*Provided passage*.
At SIQ we calibrate optical laser sources, optical power level meters, optical fibers, optical attenuators, and optical time domain reflectometers OTDRs. The calibration could be performed only on equipment that is based on 1310 nm and 1550 ns single mode 9 μm optical fibers equipped with FC/PC or SC/PC connectors.

Calibration of test equipment at SIQ

Laser power source

The calibrated parameter is absolute optical power level of laser power source which can be measured at different output levels (linearity) using reference laser power meter. The power can be measured in a 0 dBm to –90 dBm power range.

Optical power meters

We calibrate the absolute accuracy of optical power metes by comparison method using the reference optical power meter. Another parameter of importance is optical power level linearity which is calibrated using a reference optical attenuator. The power can be measured in 0 dBm to –90 dBm power range.

Optical attenuators and optical fibers

The main parameter of interest in both cases is optical insertion loss and (incremental and/or stepped) attenuation of optical step attenuators. The attenuation can be measured in 0 dB to 90 dB range by comparison method (uncertainties from 0.15 dB to 0.17 dB) or by method using variable optical attenuator in –1.4 dB to –60 dB range (uncertainties 0.06 dB). We can also calibrate optical length of optical fiber at known group refractive index (distances from 0.1 km to 100 km).

*Data section*.
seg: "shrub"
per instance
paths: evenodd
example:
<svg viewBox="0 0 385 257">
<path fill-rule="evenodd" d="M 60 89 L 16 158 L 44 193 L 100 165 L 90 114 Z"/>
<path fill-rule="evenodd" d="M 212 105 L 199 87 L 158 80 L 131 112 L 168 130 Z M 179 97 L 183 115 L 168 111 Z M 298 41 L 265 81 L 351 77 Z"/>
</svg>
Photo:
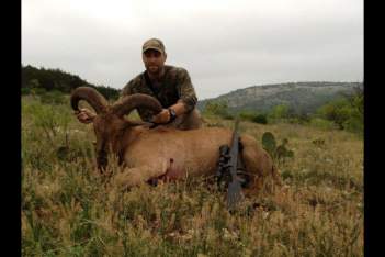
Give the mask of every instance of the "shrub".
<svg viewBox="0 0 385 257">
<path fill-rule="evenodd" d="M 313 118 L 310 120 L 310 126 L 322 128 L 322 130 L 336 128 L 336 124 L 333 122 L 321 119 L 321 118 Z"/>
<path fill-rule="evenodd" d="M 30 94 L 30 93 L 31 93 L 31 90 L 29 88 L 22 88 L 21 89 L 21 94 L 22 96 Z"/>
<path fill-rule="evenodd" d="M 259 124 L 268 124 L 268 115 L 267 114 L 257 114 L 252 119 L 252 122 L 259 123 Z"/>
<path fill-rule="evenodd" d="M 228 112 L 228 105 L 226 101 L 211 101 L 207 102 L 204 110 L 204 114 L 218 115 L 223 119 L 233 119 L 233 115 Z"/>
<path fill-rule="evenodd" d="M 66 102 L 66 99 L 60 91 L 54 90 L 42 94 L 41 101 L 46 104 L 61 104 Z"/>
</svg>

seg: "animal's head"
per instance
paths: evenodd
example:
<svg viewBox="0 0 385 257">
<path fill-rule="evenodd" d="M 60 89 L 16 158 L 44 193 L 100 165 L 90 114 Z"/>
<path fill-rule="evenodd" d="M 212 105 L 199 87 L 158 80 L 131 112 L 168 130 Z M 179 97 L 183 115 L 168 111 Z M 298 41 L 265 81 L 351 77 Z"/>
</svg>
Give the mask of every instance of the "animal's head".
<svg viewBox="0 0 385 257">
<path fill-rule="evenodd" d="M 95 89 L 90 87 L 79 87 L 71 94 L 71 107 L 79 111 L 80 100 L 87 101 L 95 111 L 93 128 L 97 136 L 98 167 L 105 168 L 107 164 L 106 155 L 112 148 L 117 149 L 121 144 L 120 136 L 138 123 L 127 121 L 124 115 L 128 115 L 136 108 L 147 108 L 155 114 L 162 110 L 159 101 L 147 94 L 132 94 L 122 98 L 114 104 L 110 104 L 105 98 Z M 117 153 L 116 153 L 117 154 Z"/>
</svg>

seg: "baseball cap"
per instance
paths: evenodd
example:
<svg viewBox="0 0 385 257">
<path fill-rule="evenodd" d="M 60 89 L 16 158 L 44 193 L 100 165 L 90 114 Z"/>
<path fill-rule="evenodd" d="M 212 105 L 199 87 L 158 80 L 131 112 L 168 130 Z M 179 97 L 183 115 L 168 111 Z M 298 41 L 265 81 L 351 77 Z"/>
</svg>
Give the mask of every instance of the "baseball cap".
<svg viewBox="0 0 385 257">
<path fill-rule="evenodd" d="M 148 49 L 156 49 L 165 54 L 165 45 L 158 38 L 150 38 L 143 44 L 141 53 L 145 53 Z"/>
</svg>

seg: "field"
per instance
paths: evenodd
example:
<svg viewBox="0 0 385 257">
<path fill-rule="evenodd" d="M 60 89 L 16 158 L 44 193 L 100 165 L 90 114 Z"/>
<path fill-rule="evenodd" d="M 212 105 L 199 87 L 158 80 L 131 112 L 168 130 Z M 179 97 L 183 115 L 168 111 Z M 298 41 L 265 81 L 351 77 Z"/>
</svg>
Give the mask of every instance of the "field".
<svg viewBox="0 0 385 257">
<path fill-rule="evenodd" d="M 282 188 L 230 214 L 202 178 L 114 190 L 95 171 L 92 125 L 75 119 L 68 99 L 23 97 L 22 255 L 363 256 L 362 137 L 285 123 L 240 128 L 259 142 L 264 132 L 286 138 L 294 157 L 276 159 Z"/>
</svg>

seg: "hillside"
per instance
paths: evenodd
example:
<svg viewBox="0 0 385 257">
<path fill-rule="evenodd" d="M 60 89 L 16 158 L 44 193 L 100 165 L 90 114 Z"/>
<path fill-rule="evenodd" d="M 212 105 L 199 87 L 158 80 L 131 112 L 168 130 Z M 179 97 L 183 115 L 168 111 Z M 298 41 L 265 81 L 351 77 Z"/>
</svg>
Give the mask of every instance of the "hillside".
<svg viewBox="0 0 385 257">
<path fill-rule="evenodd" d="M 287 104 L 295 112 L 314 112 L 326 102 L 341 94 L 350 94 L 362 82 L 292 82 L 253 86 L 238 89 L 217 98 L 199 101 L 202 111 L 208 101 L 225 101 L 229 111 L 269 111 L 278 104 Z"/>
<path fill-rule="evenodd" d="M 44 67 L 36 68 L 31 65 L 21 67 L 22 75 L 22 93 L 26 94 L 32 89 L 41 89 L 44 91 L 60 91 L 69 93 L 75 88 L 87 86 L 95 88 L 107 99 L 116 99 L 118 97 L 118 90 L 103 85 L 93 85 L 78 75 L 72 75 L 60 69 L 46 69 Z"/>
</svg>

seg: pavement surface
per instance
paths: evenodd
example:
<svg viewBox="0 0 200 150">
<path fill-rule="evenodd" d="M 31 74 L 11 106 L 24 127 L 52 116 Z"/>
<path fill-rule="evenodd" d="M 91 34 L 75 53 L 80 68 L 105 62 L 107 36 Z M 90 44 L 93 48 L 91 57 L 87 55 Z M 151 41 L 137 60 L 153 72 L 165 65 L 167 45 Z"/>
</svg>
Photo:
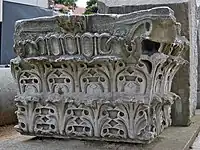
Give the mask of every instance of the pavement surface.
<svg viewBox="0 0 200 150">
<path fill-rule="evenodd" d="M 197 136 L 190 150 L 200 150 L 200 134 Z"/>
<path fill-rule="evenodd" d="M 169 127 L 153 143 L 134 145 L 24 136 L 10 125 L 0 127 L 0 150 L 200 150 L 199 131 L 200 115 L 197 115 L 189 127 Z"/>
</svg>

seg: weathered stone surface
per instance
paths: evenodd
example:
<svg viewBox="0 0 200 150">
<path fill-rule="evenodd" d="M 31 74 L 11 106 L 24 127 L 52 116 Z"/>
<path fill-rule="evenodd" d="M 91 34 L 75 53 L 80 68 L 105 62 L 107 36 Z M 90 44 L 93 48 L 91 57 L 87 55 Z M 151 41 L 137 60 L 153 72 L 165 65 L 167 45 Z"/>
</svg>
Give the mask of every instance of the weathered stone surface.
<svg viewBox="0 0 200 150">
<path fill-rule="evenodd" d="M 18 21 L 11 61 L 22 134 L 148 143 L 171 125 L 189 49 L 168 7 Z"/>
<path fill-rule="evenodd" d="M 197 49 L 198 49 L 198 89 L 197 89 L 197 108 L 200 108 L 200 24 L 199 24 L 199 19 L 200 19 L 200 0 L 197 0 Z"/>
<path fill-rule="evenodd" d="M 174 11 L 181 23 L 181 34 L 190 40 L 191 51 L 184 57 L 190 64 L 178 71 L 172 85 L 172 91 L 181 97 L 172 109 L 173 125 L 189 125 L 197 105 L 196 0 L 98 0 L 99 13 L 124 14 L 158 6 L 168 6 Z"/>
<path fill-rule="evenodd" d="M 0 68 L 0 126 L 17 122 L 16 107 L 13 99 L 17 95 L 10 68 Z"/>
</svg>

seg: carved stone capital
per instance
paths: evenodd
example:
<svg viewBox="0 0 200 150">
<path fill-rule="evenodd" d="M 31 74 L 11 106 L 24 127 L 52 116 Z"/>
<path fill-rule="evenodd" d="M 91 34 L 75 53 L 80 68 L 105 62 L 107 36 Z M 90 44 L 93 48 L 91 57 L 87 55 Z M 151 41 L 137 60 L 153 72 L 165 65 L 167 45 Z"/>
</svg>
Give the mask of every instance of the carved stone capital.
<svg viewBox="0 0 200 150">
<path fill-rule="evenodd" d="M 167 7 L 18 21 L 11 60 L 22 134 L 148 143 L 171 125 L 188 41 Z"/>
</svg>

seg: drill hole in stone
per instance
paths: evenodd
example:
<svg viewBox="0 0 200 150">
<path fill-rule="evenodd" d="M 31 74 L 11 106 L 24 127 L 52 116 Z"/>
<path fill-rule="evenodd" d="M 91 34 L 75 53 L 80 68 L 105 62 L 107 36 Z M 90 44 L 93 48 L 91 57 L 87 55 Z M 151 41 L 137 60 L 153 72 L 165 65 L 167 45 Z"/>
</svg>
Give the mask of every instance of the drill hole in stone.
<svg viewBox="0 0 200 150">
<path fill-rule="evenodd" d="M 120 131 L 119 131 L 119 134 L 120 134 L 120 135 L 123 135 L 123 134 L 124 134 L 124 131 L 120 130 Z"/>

*Exercise details*. Extend the passage above on calibrating optical test equipment at SIQ, starting right after its last sentence.

*Answer below*.
Optical time domain reflectometers (OTDRs)

OTDR is an instrument that can measure distance to certain events (connectors, splices, or faults) and attenuation in optical fiber. This is done by sending a laser light pulse into the optical fiber and then measuring the backscattered signal from the fiber in given time intervals. The scattering is either Rayleigh scattering on the micro particles in the optical fiber glass or Fresnel refraction which takes place at boundaries between different materials in the path of the light pulse (connectors, splices, etc.). If group refractive index of the fiber is known, then the distance to given event can be calculated using the time when this signal was received. The level of the received signal is a measure of fiber attenuation, thus the OTDR can also measure the loss of optical power in the fiber. Typical parameters that we calibrate are:

  • loss scale in region A, ΔSA (typical fiber trace ± 3 dB per km distance, 0 km to 35 km)
  • distance offset error, ΔL0, is the displayed location of the OTDR’s front panel connector (ideally, the displayed location should be zero)
  • distance scale error, ΔSL, is the error of the distance slope (it can be measured from 5 km to 35 km)
  • loss scale calibration (loss scale calibration is used to determine the accuracy of the loss measurement ΔSA of an OTDR, for power levels F within the OTDR’s backscatter regime)
  • event deadzone (the event deadzone is usually specified for a pulse width of 1 μs and a reflectance of –35 dB unless otherwise stated in the specifications)
  • attenuation deadzone (the attenuation deadzone is defined as the displayed difference between the beginning of a reflection to the point where the signal returns to the backscatter trace within a given error band, at a given reflectance)
  • dynamic range (The dynamic range characterizes the OTDR’s ability to measure long fibers and, accordingly, small backscatter signals. It is defined as the difference between the extrapolated start of the backscatter trace and the noise level, expressed in dB of one-way fiber loss.)